#### Задание
Повторите дословно отрывок из текста о режиссерском театре и драматургии: от слов «Открывая драме пути» до слов «к писанию) кругах.», оба включительно.

#### Исходный текст
________________

Читаем Станиславский полностью

На фоне режиссерского театра зажглись или разгорались все ярче драматургические «звезды» первой величины. Хотя, начиная с Антуана и до сих пор, режиссеры сетуют на состояние драматургии, в это самое время она (драматургия), как никогда, приносит театру и великие пьесы, и вместе с ними новые типы сценического мышления. Ибсен, Гауптман, Стриндберг, Метерлинк, Верхарн, Чехов, Горький, Толстой, Блок, Маяковский, Пиранделло, Шоу, Уайльд, О’Кейси, О’Нил, Толлер, Лорка, Брехт, Сартр, Ануй, Дюрренматт, Фриш, Ионеско, Беккет, Мрожек, Евреинов, Миллер, Пинтер, Осборн, Олби, Де Филиппо, Пристли, Уильямс, Леонов, Вишневский, Вампилов — бесконечно разнообразный, неповторимый, прежде неведомый сценический мир. Какое богатство форм и структурных принципов! Сколько непохожих путей, сколько проблем и срезов действительности, сколько людей, судеб, сколько своеобразных концепций соотношения личности и обстоятельств! Какая гигантская работа проделана по практическому исследованию и теоретическим поискам границ и возможностей драмы! Сколько отброшено и привнесено, сколько заготовлено для будущих опытов и размышлений! Пожалуй, достигнутые результаты сопоставимы с тем, что было накоплено всей предшествующей историей сценического искусства — и это на протяжении одного только театрального века. Режиссерского века.

Открывая драме пути к обновлению, режиссерский театр в то же время упорно стремился подчинить ее (новую, как и старую) преобразующей силе спектакля. Причем подчинение на практике он старался поддержать, узаконить и в чисто теоретическом плане. Противостояние двух мощных творческих сил внутри одного искусства быстро нашло отражение в театральной полемике. В отличие от актеров режиссеры сразу же взялись за перо и показали себя чрезвычайно пишущими людьми. К тому же у них обнаружилось много сторонников и сочувствующих в самых разных литературных (а значит, тоже склонных к писанию) кругах.

________________

#### Фрагмент набора данных

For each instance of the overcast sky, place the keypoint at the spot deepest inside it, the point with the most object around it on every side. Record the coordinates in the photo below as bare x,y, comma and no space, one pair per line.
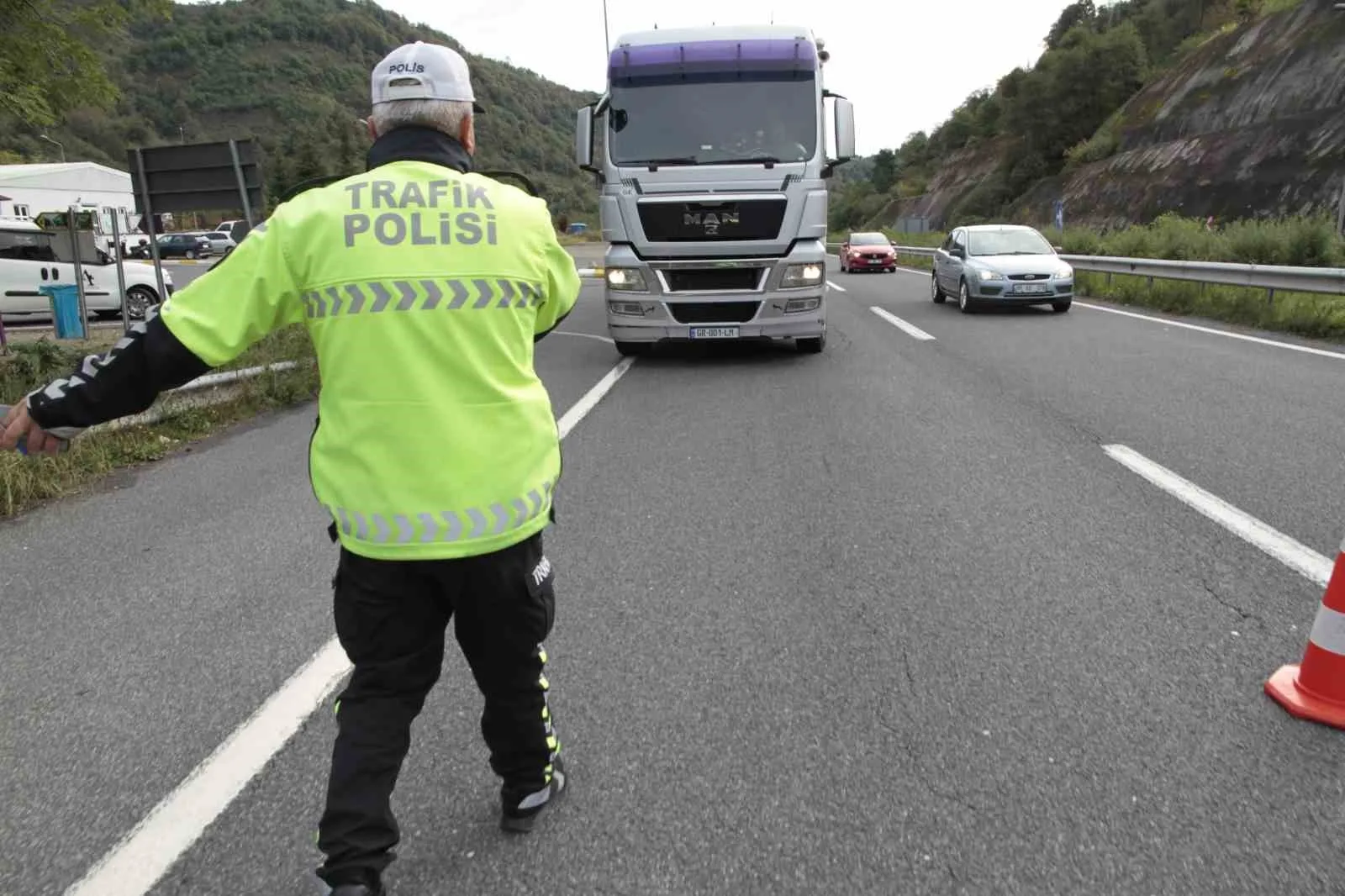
905,64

________________

#### Готовое решение
Открывая драме пути к обновлению, режиссерский театр в то же время упорно стремился подчинить ее (новую, как и старую) преобразующей силе спектакля. Причем подчинение на практике он старался поддержать, узаконить и в чисто теоретическом плане. Противостояние двух мощных творческих сил внутри одного искусства быстро нашло отражение в театральной полемике. В отличие от актеров режиссеры сразу же взялись за перо и показали себя чрезвычайно пишущими людьми. К тому же у них обнаружилось много сторонников и сочувствующих в самых разных литературных (а значит, тоже склонных к писанию) кругах.